Friday, August 24, 2007

Bonfim nem um pouco light

Esta história se passa durante a Lavagem do Bonfim, evento religioso-carnavalesco que acontece em Salvador todos os verões e é ansiosamente esperado por turistas, devotos e cachaceiros de plantão. Os personagens principais são um jovem casal nativo dessa cidade doida. A publicitária Daniela é a mulher quase-perfeita: além de muito bonita e gostosa, é inteligente, bem-humorada, espirituosa, articulada e festeira. Adriano, professor universitário com um pé nas artes fotográficas e cinematográficas, também não é de se jogar fora – é um rapaz charmoso, com visão alternativa do mundo, um papo interessante e aquele jeito de menino perdido que derrete o coração de qualquer mulher. Os coadjuvantes dessa história são o sol, o calor, a fé, a festa, as baianas e os baianos.

Tudo começou no dia em que Adriano convidou Daniela pra ir com ele na festa do Bomfim. Isso é convite normal na vida de qualquer baiano, acostumado a essas celebrações sagradas e profanas. Não era a primeira vez que Dani (vamos chamá-la pelo seu apelido, que é como todos a conhecem) iria participar da festa. Afinal, na sua adolescência, ela não perdia um Bonfim Light, aquela festa cheia de menininhas lindas que não suam nem se despenteiam e de rapazes sarados com gel no cabelo, que tomam todas, perdem a linha, mas continuam se sentindo chiques e charmosos. Com o tempo, Dani se plantou, conheceu uma galera mais cabeça e passou a freqüentar a festa do Bonfim num esquema mais alternativo – com a galera cult da agência, ela sempre ficava na barraca da Rita, mulatona simpática que servia cerveja geladíssima e um arrumadinho pra ninguém botar defeito.

*Linhas listadas*
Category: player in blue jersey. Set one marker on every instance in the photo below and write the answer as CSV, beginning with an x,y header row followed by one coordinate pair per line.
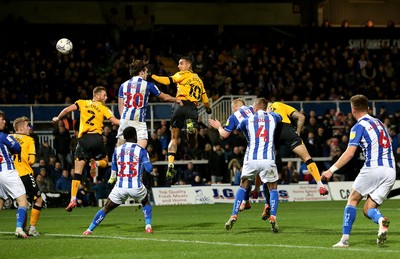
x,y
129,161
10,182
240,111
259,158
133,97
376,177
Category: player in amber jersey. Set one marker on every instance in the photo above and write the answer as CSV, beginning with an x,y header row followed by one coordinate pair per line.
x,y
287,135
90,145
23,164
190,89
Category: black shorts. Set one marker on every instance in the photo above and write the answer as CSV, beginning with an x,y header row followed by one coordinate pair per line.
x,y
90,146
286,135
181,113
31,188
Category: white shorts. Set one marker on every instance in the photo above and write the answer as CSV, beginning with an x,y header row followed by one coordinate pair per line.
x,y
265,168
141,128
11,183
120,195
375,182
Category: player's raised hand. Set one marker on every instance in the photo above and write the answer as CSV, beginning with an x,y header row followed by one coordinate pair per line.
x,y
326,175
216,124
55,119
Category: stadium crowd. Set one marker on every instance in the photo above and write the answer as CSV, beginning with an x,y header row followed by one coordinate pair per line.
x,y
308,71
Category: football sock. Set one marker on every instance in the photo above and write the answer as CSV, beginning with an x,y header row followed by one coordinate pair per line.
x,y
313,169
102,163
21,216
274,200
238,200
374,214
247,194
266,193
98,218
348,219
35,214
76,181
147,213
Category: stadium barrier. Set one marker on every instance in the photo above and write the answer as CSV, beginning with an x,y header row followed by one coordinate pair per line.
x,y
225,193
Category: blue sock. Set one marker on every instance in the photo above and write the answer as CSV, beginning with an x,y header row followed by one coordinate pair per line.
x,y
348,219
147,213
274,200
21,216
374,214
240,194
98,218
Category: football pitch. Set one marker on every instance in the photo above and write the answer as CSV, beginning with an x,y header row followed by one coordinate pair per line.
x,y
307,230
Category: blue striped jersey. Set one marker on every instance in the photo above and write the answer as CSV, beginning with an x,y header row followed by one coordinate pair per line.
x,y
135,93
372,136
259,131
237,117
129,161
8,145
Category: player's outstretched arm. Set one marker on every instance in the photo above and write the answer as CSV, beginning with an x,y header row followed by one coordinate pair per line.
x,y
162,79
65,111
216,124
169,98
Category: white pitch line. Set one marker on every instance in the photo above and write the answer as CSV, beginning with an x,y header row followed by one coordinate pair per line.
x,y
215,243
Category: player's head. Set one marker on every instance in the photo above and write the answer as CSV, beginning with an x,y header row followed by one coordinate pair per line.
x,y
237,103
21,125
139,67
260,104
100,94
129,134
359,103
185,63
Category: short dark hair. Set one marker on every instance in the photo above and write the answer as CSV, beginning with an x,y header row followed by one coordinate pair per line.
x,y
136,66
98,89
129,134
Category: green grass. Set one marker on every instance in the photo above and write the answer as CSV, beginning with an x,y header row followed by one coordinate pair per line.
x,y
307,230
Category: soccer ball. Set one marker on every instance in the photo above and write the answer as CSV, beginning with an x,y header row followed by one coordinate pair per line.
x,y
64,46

*Instruções do exercício*
No trecho sobre a Lavagem do Bonfim, qual é a profissão de Adriano? As linhas vêm de outra fonte, sem ligação com o trecho.

*Solução abaixo*
Professor universitário.